### Quoted passage
_ _ _ _

Involvement of the narJ and mob gene products in distinct steps in the biosynthesis of the molybdoenzyme nitrate reductase in Escherichia coli

• Published in: Molecular microbiology Vol. 20; no. 4; p. 875
• Main Authors: Palmer, T, Santini, C L, Iobbi-Nivol, C, Eaves, D J, Boxer, D H, Giordano, G
• Format: Journal Article
• Language: English
• Published: England 01.05.1996
• Subjects: Bacterial Proteins - physiology; Enzyme Activation; Escherichia coli - enzymology; Escherichia coli Proteins; Guanine Nucleotides - metabolism; Guanosine Triphosphate - pharmacology; Magnesium Chloride - pharmacology; Nitrate Reductase; Nitrate Reductases - biosynthesis; Nitrate Reductases - genetics; Nitrate Reductases - physiology; Pterins - metabolism; Trans-Activators - physiology
• ISSN: 0950-382X
• DOI: 10.1111/j.1365-2958.1996.tb02525.x

The Escherichia coli mob locus is required for synthesis of active molybdenum cofactor, molybdopterin guanine dinucleotide. The mobB gene is not essential for molybdenum cofactor biosynthesis because a deletion of both mob genes can be fully complemented by just mobA. Inactive nitrate reductase, purified from a mob strain, can be activated in vitro by incubation with protein FA (the mobA gene product), GTP, MgCl2, and a further protein fraction, factor X. Factor X activity is present in strains that lack MobB, indicating that it is not an essential component of factor X, but over-expression of MobB increases the level of factor X. MobB, therefore, can participate in nitrate reductase activation. The narJ protein is not a component of mature nitrate reductase but narJ mutants cannot express active nitrate reductase A. Extracts from narJ strains are unable to support the in vitro activation of purified mob nitrate reductase: they lack factor X activity. Although the mob gene products are necessary for the biosynthesis of all E. coli molybdoenzymes as a result of their requirement for molybdopterin guanine dinucleotide, NarJ action is specific for nitrate reductase A. The inactive nitrate reductase A derivative in a narJ strain can be activated in vitro following incubation with cell extracts containing the narJ protein. NarJ acts to activate nitrate reductase after molybdenum cofactor biosynthesis is complete.

_ _ _ _

Stored items:
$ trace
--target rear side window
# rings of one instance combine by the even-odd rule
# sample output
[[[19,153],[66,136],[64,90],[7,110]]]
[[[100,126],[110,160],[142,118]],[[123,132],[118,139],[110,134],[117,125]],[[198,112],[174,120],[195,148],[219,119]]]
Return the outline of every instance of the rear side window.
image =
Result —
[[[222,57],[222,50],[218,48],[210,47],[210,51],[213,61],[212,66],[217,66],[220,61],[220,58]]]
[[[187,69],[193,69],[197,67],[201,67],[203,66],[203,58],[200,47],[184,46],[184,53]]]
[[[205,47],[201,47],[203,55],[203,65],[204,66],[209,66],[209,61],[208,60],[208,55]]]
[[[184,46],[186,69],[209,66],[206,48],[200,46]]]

_ _ _ _

### Exercise aim
In the abstract on nitrate reductase, which single gene fully complements a deletion of both mob genes?

### Written response
mobA